▶ Dataset:
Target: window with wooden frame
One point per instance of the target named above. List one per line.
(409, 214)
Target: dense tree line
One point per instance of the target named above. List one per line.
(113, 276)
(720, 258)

▶ Instructions to follow: Without any alteration, retype all of the material above.

▶ Solution for this exercise:
Target: window with wooden frame
One point per instance of the target named above. List one per line.
(409, 214)
Target: dense tree line
One point per instance of the target named above. List one per line.
(113, 276)
(720, 258)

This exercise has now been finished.